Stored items
┏━━

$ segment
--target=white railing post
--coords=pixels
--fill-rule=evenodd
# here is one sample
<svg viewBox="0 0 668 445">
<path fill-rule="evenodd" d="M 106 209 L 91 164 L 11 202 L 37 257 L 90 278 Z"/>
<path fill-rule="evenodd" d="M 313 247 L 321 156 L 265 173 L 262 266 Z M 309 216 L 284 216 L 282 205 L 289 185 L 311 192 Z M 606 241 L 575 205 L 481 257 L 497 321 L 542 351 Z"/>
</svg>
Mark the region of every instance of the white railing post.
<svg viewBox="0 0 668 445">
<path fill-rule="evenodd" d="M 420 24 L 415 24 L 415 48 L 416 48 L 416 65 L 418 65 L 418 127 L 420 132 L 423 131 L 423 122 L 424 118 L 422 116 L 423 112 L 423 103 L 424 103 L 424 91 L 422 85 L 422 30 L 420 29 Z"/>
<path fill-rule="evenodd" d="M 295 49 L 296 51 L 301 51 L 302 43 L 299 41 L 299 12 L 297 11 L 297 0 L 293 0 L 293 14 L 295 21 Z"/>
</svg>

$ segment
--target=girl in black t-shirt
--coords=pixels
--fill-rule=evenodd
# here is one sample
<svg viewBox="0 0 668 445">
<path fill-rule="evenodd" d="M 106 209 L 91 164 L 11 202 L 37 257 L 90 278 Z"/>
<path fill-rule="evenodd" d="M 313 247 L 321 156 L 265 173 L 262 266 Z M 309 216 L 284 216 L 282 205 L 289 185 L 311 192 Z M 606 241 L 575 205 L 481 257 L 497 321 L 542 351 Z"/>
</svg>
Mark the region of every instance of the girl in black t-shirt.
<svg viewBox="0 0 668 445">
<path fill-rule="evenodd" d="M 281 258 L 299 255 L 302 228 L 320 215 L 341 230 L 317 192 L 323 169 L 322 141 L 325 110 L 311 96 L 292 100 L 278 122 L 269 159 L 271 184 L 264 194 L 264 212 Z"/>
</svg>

┗━━

Task objective
How many of the lines above contain the string "black"? Treat case as significant, and reply with the number alone.

Reply
2